• [Source excerpt]:
========================================================================
Data integrity constraints: Many databases don’t allow for strange or unrealistic combinations of input variables and this could potentially thwart watermarking attacks. Applying data integrity constraints on live, incoming data streams could have the same benefits.
Version control: Production model scoring code should be managed and version-controlled—just like any other mission-critical software asset.
Anomaly detection, data integrity constraints, and disparate impact analysis can be used at training time and as part of real-time model monitoring activities.
3. Inversion by surrogate models
Inversion basically refers to getting unauthorized information out of your model—as opposed to putting information into your model. Inversion can also be an example of an “exploratory reverse-engineering” attack. If an attacker can receive many predictions from your model API or other endpoint (website, app, etc.), they can train their own surrogate model. In short, that’s a simulation of your very own predictive model! An attacker could conceivably train a surrogate model between the inputs they used to generate the received predictions and the received predictions themselves. Depending on the number of predictions they can receive, the surrogate model could become quite an accurate simulation of your model. Once the surrogate model is trained, then the attacker has a sandbox from which to plan impersonation (i.e., “mimicry”) or adversarial example attacks against your model’s integrity, or the potential ability to start reconstructing aspects of your sensitive training data. Surrogate models can also be trained using external data sources that can be somehow matched to your predictions, as ProPublica famously did with the proprietary COMPAS recidivism model.
To protect your model against inversion by surrogate model, consider the following approaches:
Authorized access: Require additional authentication (e.g., 2FA) to receive a prediction.
Throttle predictions: Restrict high numbers of rapid predictions from single users; consider artificially increasing prediction latency.
White-hat surrogate models: As a white-hat hacking exercise, try this: train your own surrogate models between your inputs and the predictions of your production model and carefully observe:
the accuracy bounds of different types of white-hat surrogate models; try to understand the extent to which a surrogate model can really be used to learn unfavorable knowledge about your model.
========================================================================
• [Raw data]:
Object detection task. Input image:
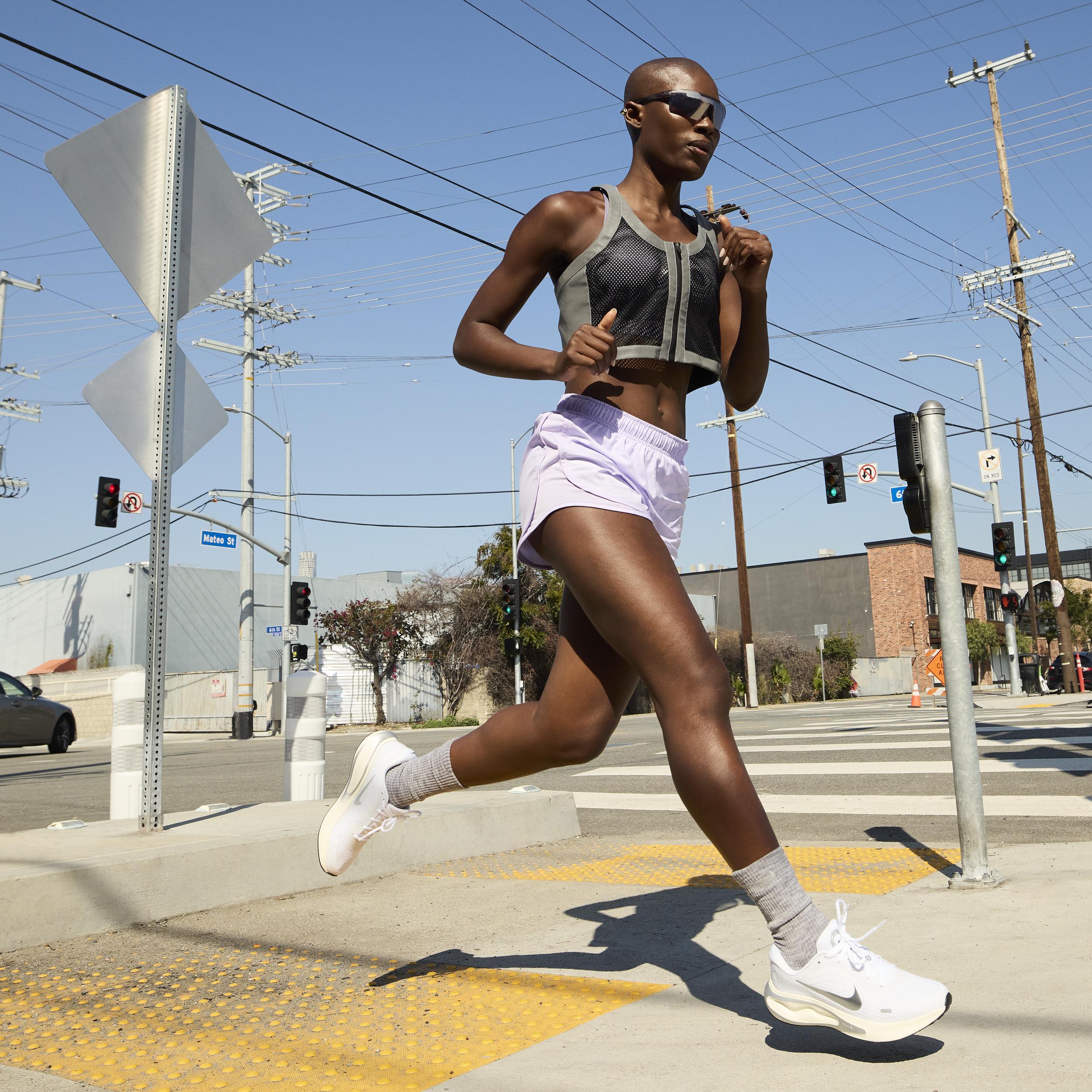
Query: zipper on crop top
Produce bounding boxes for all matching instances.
========================================================================
• [Task list]:
(a) Reproduce the stretch of the model security excerpt above from "Throttle predictions: Restrict" through "about your model.", word for word.
(b) Answer these questions from the model security excerpt above:
(i) What kind of code does the excerpt say should be managed and version-controlled?
(ii) What form of extra authentication does it give as an example for receiving a prediction?
(iii) Which organization trained a surrogate model with external data, and against which model?
(c) Continue the model security excerpt above, starting right after its last sentence.

• [Task-by-task results]:
(a)
Throttle predictions: Restrict high numbers of rapid predictions from single users; consider artificially increasing prediction latency.
White-hat surrogate models: As a white-hat hacking exercise, try this: train your own surrogate models between your inputs and the predictions of your production model and carefully observe:
the accuracy bounds of different types of white-hat surrogate models; try to understand the extent to which a surrogate model can really be used to learn unfavorable knowledge about your model.

(b)
(i) Production model scoring code.
(ii) 2FA.
(iii) ProPublica, against the proprietary COMPAS recidivism model.

(c)
the types of data trends that can be learned from your white-hat surrogate model, like linear trends represented by linear model coefficients.
the types of segments or demographic distributions that can be learned by analyzing the number of individuals assigned to certain white-hat surrogate decision tree nodes.
the rules that can be learned from a white-hat surrogate decision tree—for example, how to reliably impersonate an individual who would receive a beneficial prediction.
4. Adversarial example attacks
A motivated attacker could theoretically learn, say by trial and error (i.e., “exploration” or “sensitivity analysis”), surrogate model inversion, or by social engineering, how to game your model to receive their desired prediction outcome or to avoid an undesirable prediction. Carrying out an attack by specifically engineering a row of data for such purposes is referred to as an adversarial example attack. (Sometimes also known as an “exploratory integrity” attack.) An attacker could use an adversarial example attack to grant themselves a large loan or a low insurance premium or to avoid denial of parole based on a high criminal risk score. Some people might call using adversarial examples to avoid an undesirable outcome from your model prediction “evasion.”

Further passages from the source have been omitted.